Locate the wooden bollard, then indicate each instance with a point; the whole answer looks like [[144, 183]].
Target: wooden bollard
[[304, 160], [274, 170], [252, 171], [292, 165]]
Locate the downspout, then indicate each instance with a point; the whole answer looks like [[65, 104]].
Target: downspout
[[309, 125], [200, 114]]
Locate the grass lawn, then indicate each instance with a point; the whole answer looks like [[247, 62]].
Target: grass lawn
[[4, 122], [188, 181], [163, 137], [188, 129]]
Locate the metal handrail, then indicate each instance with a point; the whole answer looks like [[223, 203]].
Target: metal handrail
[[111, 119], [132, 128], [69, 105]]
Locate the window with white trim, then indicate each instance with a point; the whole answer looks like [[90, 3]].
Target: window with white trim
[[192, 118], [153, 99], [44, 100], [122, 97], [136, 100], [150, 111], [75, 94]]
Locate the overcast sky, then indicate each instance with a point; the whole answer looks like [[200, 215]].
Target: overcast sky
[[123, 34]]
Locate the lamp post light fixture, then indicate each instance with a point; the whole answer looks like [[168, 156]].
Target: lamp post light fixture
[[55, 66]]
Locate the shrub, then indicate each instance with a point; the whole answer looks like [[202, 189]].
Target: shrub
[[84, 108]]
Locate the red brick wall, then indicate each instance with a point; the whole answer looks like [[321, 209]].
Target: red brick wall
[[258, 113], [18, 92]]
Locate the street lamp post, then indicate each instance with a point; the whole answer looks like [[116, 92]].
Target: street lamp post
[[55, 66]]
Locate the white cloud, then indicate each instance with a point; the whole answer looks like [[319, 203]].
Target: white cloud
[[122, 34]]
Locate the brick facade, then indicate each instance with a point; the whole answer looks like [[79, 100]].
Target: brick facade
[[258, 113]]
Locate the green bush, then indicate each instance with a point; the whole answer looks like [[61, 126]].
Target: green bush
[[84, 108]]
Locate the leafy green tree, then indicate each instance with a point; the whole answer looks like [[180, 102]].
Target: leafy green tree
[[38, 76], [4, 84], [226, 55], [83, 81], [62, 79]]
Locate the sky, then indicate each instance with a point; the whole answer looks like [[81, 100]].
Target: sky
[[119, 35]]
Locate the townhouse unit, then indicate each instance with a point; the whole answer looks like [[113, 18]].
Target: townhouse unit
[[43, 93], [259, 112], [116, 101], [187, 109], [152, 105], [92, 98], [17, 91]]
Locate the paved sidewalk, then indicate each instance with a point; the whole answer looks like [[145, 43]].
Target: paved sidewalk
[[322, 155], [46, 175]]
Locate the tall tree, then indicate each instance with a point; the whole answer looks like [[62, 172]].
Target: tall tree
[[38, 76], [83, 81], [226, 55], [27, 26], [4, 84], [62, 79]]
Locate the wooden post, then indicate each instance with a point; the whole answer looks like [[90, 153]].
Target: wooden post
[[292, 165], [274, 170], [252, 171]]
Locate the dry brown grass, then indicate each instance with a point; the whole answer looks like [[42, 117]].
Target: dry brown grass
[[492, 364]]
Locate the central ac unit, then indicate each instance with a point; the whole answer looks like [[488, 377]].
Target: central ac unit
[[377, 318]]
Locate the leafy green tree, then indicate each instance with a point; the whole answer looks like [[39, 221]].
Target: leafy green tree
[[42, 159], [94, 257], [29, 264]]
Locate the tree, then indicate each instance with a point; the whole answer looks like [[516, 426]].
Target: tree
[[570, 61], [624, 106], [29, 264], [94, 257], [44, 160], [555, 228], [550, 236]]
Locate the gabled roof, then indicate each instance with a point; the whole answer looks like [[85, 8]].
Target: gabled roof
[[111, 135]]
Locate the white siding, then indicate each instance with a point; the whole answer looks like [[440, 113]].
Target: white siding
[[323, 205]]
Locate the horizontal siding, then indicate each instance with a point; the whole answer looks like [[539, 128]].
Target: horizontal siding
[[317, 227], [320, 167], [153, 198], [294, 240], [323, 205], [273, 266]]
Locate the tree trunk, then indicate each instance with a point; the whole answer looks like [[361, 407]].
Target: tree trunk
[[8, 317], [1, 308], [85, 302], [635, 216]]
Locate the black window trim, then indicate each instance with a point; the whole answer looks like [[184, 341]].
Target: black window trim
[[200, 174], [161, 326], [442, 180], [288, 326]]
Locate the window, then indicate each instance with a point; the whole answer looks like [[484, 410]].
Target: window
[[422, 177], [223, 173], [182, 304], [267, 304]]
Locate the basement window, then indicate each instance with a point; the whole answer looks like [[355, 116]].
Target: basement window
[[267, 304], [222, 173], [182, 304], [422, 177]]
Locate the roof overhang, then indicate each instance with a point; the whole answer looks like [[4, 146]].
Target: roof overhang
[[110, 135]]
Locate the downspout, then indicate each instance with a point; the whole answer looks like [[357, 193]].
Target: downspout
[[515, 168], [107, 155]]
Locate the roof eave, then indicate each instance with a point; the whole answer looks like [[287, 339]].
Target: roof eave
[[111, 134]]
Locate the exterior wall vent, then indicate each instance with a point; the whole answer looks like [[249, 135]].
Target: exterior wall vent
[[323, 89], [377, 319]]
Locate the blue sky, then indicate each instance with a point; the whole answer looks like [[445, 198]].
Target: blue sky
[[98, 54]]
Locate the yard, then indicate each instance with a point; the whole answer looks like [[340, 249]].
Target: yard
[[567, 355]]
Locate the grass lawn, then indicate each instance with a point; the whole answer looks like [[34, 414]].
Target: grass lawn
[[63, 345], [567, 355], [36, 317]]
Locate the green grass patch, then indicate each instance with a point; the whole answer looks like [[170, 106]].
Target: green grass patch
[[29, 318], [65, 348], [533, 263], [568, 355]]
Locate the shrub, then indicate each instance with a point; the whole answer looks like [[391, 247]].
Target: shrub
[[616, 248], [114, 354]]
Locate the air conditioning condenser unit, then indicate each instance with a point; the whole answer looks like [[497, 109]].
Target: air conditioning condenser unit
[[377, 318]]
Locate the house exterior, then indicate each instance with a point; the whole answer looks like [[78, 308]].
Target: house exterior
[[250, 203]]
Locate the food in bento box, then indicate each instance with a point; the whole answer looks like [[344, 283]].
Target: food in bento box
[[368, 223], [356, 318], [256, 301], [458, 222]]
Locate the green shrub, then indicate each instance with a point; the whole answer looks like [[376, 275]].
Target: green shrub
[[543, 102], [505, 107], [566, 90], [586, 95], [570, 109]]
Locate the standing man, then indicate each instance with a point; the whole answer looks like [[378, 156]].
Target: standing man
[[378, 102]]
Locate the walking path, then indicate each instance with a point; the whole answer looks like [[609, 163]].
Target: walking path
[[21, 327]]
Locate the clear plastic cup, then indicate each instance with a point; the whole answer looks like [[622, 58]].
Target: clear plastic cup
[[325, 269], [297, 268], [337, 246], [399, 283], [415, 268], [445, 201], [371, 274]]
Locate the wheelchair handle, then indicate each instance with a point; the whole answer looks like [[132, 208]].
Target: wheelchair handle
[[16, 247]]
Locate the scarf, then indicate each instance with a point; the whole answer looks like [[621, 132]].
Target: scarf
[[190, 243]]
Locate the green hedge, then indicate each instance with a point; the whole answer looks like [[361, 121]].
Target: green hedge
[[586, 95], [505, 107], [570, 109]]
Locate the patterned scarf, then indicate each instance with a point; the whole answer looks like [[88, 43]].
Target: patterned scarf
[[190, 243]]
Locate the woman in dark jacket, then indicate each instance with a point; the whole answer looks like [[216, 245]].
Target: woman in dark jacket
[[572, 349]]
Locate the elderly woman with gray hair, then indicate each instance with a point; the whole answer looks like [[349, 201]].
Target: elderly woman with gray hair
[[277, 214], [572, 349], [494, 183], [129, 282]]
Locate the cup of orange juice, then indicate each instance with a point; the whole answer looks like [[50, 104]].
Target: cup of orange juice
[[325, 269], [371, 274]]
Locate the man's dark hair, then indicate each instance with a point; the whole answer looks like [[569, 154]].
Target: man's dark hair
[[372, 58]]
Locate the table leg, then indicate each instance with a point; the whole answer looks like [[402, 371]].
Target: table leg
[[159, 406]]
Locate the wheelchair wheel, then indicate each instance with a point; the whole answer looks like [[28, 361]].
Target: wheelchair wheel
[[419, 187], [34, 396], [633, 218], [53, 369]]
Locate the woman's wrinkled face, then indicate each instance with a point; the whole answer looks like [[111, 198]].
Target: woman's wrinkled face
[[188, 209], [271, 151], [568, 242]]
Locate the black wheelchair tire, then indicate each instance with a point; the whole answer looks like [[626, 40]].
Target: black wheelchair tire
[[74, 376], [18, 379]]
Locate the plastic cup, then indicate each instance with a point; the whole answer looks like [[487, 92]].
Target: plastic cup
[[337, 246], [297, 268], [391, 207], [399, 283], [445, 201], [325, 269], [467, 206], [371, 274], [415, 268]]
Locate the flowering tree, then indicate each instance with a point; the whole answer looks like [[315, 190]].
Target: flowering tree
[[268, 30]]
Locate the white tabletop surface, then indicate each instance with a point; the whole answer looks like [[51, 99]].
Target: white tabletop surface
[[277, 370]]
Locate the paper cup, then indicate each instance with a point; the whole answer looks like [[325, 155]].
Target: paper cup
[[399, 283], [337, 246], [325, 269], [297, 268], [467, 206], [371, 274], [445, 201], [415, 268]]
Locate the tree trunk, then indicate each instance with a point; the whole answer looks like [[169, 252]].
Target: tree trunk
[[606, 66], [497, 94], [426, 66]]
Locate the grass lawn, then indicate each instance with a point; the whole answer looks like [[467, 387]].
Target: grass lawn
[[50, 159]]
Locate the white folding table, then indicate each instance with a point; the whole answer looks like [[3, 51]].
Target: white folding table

###

Repeat word for word every line from the one that holds "like [[169, 252]]." to the end. Both ends count.

Locate the tree trunk, then indicate each instance with a point; the whole answer looks like [[169, 252]].
Target: tree trunk
[[606, 66], [497, 94], [426, 66]]
Locate the grass lawn, then indicate each instance with a point; the whole answer looks like [[467, 387]].
Target: grass lawn
[[50, 159]]
Locate the white folding table, then indicate each instance with a point; the whole answer looks like [[3, 51]].
Target: white folding table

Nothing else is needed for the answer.